#### [WRITTEN EXERCISE]
Rewrite everything from "The defendant No.1" down to "said witness first." in the partition suit judgment, updating that stretch so that "only" stands where "sole" appears.

#### [PASSAGE TO READ]
Property - Testimony - Plaintiff had filed suit for partition against D-1 to D-5, for properties left father of Plaintiff by will - Hence, this Petition - Whether, Defendant no.1 or others Defendants could cross examine PW-1, only witness whose examination-in-chief was completed - Held, relying upon judgment in Shah Hiralal Himatlal and Ors. v. M.G. Pathak and Ors., party which supported case of Plaintiff partially or fully could cross examine witness of Plaintiff first - Defendants No. 3 and 4 were supporting case of Plaintiff both partially and fully respectively and therefore they could first cross examine PW-1 first rather than Defendant No. 1 - Petition allowed.
THE HIGH COURT OF DELHI AT NEW DELHI
CS(OS) No.642/1993
Date of Decision : 09.11.2010
Mrs. Sarabjit Singh Vs Mr. Gurinder Singh Sandhu & Ors.
CORAM :
HON’BLE MR. JUSTICE V.K. SHALI
Citation: 2011(121)DRJ102, (2011)ILR 1Delhi624
17 years have gone by and still the Court is faced with the
question as to which of the defendants should cross
examine the PW-1, the only witness whose examination-in-
chief has been completed. In order to appreciate the point
in issue, it is necessary to give brief facts of the case.
2.
A suit for partition came to be filed by the plaintiff against
her brother (D-1), sisters (D-2 to 4) and husband of
defendant No.2 (D-5).
The centre of controversy was the
properties left by one Lt. Col. Gurpuran Singh, father of the
plaintiff and the defendants No.1 to 4. He is stated to have
died at Delhi on 13th April, 1992.
From the list of
properties, Late Lt. Col. Gurpuran Singh seemed to be a
man of means as he even owned a Rolls Royce car. The
claim of the plaintiff was that she has 1/5th share in the
estate of the Late Lt. Col. Gurpuran Singh on the basis of
the Will dated 4th March, 1992 purported to have been
made by him.
3.
The defendant No.3 filed her written statement and had
not specifically denied the execution of the Will dated 4th
March, 1992 purported to have been made by her father.
However, she took the stand that one of the properties,
which was huge agricultural land, was given to her by the
deceased father vide Will dated 29th January, 1982. Thus,
the defendant No.3 had partially supported the case of the
plaintiff except that she wanted the agricultural land be
taken away from the arena of controversy.
4.
The defendant No.4 has also admitted the Will dated 4th
March, 1992 as the basis of partition.
5.
The defendant No.1 has denied the execution of both the
Wills dated 29th January, 1982 in favour of defendant No.3
or the Will dated 4th March, 1992 on the basis of which the
plaintiff laid her claim. It may be pertinent here to mention
that defendant No.1 is the real brother of the plaintiff. The
suit itself was filed in the year 1993 and issues have been
framed on 24th July, 2008.
Affidavit of PW-1, the sole
witness has been tendered in examination and the witness
was to be cross examined by the defendants at which stage
the controversy arose as to who is to cross examine the
said witness first.
6.

#### [MATERIAL]
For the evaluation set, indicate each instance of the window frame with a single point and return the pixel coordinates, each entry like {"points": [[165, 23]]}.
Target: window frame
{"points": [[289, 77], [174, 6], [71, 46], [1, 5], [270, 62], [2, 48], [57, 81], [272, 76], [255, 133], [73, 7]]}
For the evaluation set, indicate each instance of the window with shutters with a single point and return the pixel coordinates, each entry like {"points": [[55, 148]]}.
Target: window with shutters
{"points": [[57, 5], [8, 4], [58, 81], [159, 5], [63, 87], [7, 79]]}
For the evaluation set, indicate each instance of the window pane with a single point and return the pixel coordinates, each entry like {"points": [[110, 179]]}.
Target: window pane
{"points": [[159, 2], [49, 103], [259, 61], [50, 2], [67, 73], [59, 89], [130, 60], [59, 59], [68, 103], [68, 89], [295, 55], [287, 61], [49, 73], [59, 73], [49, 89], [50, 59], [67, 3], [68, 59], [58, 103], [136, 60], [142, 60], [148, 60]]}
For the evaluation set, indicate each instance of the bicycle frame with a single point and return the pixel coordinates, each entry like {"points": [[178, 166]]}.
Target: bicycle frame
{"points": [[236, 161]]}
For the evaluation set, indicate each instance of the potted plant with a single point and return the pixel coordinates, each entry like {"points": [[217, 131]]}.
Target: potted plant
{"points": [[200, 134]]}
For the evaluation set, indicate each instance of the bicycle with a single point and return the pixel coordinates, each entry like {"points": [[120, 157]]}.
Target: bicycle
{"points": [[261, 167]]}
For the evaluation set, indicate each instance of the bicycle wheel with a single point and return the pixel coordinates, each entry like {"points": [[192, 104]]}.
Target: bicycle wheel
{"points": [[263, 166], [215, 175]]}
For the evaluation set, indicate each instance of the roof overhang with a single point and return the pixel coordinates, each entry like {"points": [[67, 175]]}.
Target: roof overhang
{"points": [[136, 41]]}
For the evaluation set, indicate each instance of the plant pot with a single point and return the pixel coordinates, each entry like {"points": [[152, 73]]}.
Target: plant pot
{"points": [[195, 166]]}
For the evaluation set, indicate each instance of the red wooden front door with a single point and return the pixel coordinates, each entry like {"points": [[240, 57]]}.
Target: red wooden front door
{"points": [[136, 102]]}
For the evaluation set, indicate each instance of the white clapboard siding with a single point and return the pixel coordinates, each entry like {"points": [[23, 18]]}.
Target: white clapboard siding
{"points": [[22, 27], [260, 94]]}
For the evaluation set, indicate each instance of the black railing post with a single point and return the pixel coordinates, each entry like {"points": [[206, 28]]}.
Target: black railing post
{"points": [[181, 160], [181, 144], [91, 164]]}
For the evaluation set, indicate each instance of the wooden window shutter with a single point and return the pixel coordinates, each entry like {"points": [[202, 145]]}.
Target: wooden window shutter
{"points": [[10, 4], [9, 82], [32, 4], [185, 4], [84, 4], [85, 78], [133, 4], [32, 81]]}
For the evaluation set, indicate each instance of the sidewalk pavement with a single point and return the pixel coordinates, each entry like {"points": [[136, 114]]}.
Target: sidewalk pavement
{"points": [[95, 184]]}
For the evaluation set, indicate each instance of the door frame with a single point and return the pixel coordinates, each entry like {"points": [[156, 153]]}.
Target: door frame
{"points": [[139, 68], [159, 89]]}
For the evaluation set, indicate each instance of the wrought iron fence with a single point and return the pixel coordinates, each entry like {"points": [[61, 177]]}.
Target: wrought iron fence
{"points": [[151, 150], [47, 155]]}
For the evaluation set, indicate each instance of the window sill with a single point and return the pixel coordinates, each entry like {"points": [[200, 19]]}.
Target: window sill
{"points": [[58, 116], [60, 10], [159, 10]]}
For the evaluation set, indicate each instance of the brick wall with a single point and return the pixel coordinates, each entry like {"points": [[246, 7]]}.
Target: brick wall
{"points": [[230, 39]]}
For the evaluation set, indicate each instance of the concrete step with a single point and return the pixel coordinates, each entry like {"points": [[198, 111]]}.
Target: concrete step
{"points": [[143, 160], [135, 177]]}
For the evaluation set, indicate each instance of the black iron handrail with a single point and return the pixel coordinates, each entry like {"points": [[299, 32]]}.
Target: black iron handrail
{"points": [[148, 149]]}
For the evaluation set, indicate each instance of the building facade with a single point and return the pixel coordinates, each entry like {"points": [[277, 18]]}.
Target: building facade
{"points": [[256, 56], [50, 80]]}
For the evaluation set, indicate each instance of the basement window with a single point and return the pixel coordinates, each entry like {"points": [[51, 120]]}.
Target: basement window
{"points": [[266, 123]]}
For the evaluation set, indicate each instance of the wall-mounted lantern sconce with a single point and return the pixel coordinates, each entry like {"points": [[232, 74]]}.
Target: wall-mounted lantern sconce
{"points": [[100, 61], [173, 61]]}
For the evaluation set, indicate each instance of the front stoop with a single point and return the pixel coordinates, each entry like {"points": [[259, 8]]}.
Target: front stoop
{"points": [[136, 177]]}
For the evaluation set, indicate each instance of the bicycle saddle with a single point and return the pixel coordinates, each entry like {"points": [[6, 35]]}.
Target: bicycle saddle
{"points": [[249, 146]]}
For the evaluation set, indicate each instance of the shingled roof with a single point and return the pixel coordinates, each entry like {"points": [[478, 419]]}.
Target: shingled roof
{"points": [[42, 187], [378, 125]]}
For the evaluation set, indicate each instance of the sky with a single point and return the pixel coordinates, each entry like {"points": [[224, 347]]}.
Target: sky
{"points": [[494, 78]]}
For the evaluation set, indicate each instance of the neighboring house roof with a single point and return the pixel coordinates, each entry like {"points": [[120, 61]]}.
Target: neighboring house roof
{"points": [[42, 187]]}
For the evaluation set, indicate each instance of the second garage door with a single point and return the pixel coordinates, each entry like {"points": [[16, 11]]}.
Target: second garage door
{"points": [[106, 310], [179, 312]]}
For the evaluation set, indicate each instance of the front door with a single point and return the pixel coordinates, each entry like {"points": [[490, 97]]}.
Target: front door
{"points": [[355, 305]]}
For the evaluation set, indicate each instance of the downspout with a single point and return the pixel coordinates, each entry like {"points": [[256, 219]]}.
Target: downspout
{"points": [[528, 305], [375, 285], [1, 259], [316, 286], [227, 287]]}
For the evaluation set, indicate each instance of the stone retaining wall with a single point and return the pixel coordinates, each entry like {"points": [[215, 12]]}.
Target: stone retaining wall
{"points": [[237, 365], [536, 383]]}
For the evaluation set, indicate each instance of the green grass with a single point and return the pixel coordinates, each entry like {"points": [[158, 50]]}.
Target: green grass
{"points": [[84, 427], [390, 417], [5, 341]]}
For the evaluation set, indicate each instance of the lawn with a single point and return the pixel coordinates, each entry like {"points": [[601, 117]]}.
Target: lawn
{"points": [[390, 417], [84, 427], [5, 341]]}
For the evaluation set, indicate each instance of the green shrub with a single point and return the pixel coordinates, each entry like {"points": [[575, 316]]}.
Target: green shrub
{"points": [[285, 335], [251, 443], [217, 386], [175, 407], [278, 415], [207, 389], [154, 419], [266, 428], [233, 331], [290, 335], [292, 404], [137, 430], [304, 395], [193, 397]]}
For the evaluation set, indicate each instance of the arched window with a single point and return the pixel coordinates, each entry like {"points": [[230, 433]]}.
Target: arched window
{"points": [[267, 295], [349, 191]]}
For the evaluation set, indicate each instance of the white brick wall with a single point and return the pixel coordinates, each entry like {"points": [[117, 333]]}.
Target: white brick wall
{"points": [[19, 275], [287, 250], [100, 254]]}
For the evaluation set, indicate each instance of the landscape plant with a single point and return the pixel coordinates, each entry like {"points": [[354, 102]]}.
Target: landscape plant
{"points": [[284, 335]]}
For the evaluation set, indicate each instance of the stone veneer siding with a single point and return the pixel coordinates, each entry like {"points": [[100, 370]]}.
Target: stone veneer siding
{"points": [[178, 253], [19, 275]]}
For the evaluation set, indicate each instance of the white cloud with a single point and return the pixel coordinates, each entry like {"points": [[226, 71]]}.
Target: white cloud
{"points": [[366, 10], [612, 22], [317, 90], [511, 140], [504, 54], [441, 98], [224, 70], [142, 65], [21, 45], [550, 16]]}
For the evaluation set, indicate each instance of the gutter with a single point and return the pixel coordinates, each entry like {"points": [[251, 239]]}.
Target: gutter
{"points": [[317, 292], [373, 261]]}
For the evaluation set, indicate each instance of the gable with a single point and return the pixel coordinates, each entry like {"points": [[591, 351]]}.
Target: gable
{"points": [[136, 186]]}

#### [THE COMPLETED TASK]
The defendant No.1 has denied the execution of both the
Wills dated 29th January, 1982 in favour of defendant No.3
or the Will dated 4th March, 1992 on the basis of which the
plaintiff laid her claim. It may be pertinent here to mention
that defendant No.1 is the real brother of the plaintiff. The
suit itself was filed in the year 1993 and issues have been
framed on 24th July, 2008.
Affidavit of PW-1, the only
witness has been tendered in examination and the witness
was to be cross examined by the defendants at which stage
the controversy arose as to who is to cross examine the
said witness first.